Разумеется, совершенно другой вопрос, являлись ли эти интерпретации христологических альтернатив верным и точным прочтением различных богословских позиций. Упор на том, что Христа нельзя разделять или разъединять на две личности, на самом деле не достигал цели, которая состояла в том, чтобы утвердить реальность рождения, страдания и смерти Христа и одновременно не допустить, чтобы Божество было скомпрометировано ими. Слова о том, что различие природ не устраняется их союзом, могли означать, что действия и свойства, присущие каждой природе, следует относить онтологически только к этой природе, даже если словесно допустимо приписывать их «одному и тому же Христу». Подобным образом и «неслитно» можно было интерпретировать в поддержку тезиса, что после воплощения не меньше, чем до него, человеческое было человеческим, а божественное – божественным. С еще большей очевидностью слово «неизменно», относящееся к человеческой природе (ибо обе стороны принимали как само собой разумеющееся, что божественная природа неизменна), можно было прочесть как направленное против той точки зрения, согласно которой, поскольку спасение человека состоит в преобразовании его человеческой природы в божественную, человеческая природа Христа начала процесс спасения через союз с божественной природой. И хотя в халкидонской формуле фактически такого утверждения нет, она оставляет место для подобных выводов; а потому ее можно было воспринимать – и она действительно воспринималась – даже как обоснование несторианской позиции.

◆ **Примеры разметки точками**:
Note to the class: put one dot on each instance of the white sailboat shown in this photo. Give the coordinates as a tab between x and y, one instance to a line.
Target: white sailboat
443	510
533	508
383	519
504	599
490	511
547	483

◆ **ЗАДАНИЯ**:
a. К какой природе, согласно тексту о халкидонской формуле, относится слово «неизменно»?
b. Перепишите весь листинг, заменив «white sailboat» на «red sailboat». Всё прочее оставьте без изменений.

◆ **ОТВЕТЫ**:
a. К человеческой природе.

b.
Note to the class: put one dot on each instance of the red sailboat shown in this photo. Give the coordinates as a tab between x and y, one instance to a line.
Target: red sailboat
443	510
533	508
383	519
504	599
490	511
547	483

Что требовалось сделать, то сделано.